***** EXTRACT *****

For the admixture and principal components analyses (PCA), SNPs were further filtered with Plink 1.927. Within each dataset, SNPs were excluded if: (1) they had a minor allele frequency ≤ 5%; (2) had a call rate ≤ 95%; or (3) departed significantly from Hardy–Weinberg equilibrium (p-value < 1 × 10–6). SNPs were also filtered to exclude those with a linkage disequilibrium (LD) correlation coefficient r2 value > 0.1, as in Bahbahani et al. (2019), using Plink’s indep-pairwise tool (--indep-pairwise 50 kb 10 kb 0.1) resulting in 44,962 SNPs in dataset 1 and 58,617 SNPs in dataset 2 (Table 3).

Table 3 Number of autosomal SNPs excluded by filters in dataset 1 (all camel populations) and dataset 2 (Arabian Peninsula dromedary populations).

Samples were excluded if: (1) their genotyping call rate was ≤ 95%; or (2) they shared identity-by-state (IBS) ≥ 95% with another sample, in which case that the lowest genotyping call rate was excluded. A single dromedary camel sample from Iran (SRR5563498) was excluded from dataset 1 due to high IBS with another dromedary sample from Iran (SRR5563500).

*****

• **REQUIREMENT A**
Reproduce the SNP filtering excerpt word for word, starting at "Table 3 Number" and ending at "from Iran (SRR5563500).".
• **REQUIREMENT B**
In the SNP filtering excerpt, which sample was excluded from dataset 1?
• **REQUIREMENT C**
Summarize the SNP filtering excerpt in two sentences.

***** SUPPLIED MATERIAL *****

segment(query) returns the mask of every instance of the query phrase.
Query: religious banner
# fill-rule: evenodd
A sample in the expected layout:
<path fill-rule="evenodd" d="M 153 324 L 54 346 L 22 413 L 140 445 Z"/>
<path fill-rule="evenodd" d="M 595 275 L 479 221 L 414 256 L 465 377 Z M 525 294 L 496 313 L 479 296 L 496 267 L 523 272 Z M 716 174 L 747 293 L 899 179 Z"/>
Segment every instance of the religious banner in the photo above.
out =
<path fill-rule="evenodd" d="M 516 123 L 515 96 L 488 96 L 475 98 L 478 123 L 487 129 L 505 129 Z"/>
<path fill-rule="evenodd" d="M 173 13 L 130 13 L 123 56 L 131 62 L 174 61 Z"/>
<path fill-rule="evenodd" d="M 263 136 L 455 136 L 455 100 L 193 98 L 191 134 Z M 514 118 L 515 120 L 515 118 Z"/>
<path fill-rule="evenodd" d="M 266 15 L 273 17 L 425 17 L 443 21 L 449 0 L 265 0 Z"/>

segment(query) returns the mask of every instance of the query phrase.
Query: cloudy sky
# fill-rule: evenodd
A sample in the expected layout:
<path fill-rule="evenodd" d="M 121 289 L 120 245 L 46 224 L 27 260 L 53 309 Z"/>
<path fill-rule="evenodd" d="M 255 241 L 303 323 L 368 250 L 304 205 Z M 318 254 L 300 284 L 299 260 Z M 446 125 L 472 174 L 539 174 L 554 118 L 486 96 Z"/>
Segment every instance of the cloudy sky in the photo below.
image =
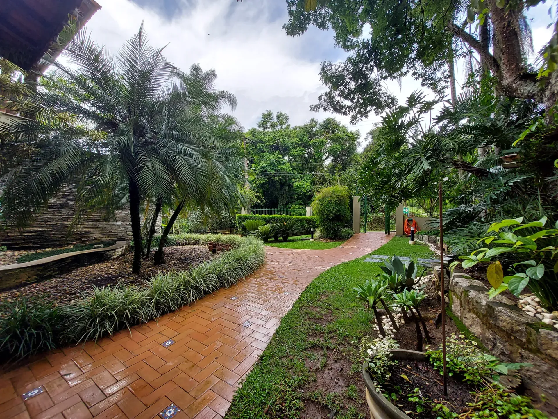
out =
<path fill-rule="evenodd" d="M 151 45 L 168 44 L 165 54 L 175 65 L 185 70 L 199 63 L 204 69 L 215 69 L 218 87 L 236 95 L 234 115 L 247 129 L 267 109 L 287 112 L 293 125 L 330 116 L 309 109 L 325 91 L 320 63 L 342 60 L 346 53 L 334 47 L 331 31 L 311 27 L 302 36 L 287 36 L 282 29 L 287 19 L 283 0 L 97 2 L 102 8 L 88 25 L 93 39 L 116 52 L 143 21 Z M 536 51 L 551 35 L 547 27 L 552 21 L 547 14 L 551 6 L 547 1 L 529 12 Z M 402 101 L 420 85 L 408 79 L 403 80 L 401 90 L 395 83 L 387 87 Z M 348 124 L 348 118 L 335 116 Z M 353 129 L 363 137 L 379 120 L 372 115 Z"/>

*****

• **SOLUTION A**
Table 3 Number of autosomal SNPs excluded by filters in dataset 1 (all camel populations) and dataset 2 (Arabian Peninsula dromedary populations).

Samples were excluded if: (1) their genotyping call rate was ≤ 95%; or (2) they shared identity-by-state (IBS) ≥ 95% with another sample, in which case that the lowest genotyping call rate was excluded. A single dromedary camel sample from Iran (SRR5563498) was excluded from dataset 1 due to high IBS with another dromedary sample from Iran (SRR5563500).

• **SOLUTION B**
A single dromedary camel sample from Iran (SRR5563498).

• **SOLUTION C**
For the admixture and principal components analyses, SNPs were filtered by minor allele frequency, call rate, departure from Hardy–Weinberg equilibrium and linkage disequilibrium, leaving 44,962 SNPs in dataset 1 and 58,617 in dataset 2. Samples were excluded if their genotyping call rate was 95% or less or if they shared 95% or more identity-by-state with another sample, which removed one dromedary sample from Iran from dataset 1.